== WORK ORDER ==
Reproduce the passage about faith and truth below word for word, from its first sentence to its last.

== SUPPLIED TEXT ==
* * *

When I was growing up Evangelical, I thought I knew what faith was. Faith meant things that should never, ever be questioned; that it would be impious, even blasphemous, to drag down into the sordid arena of inquiry. Consequently, as I grew to the age of inquiry, it seemed to me that Faith and Truth were necessarily in conflict; in late adolescence I decided that I couldn't have Faith, because I wanted Truth.

But I discovered that Faith isn't closing your mind; as "The evidence of things not seen, the substance of things hoped for", it is instead that particle of information which causes Truth to emerge from the disordered sea of fact. When I went out "Looking for (Truth) in all the wrong places", I could not find it until I returned to Faith; all the truths I laid my hands on added up to a senseless universe. I had been bashing my head against the solid wall of materialistic determinism, not noticing there was a door in the wall the whole time close by. Faith is the golden key which opens that door. The wall is just as solid as before, I have not stopped believing in matter or reason, but the wall no longer obstructs my passage to the enclosed garden of the soul.

* * *

== RAW DATA ==

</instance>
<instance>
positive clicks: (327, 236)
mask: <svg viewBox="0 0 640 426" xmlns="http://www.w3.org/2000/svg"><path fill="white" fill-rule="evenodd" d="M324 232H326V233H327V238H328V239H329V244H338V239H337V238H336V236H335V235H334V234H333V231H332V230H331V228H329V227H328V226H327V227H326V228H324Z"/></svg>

* * *

== TASK ANSWER ==
When I was growing up Evangelical, I thought I knew what faith was. Faith meant things that should never, ever be questioned; that it would be impious, even blasphemous, to drag down into the sordid arena of inquiry. Consequently, as I grew to the age of inquiry, it seemed to me that Faith and Truth were necessarily in conflict; in late adolescence I decided that I couldn't have Faith, because I wanted Truth.

But I discovered that Faith isn't closing your mind; as "The evidence of things not seen, the substance of things hoped for", it is instead that particle of information which causes Truth to emerge from the disordered sea of fact. When I went out "Looking for (Truth) in all the wrong places", I could not find it until I returned to Faith; all the truths I laid my hands on added up to a senseless universe. I had been bashing my head against the solid wall of materialistic determinism, not noticing there was a door in the wall the whole time close by. Faith is the golden key which opens that door. The wall is just as solid as before, I have not stopped believing in matter or reason, but the wall no longer obstructs my passage to the enclosed garden of the soul.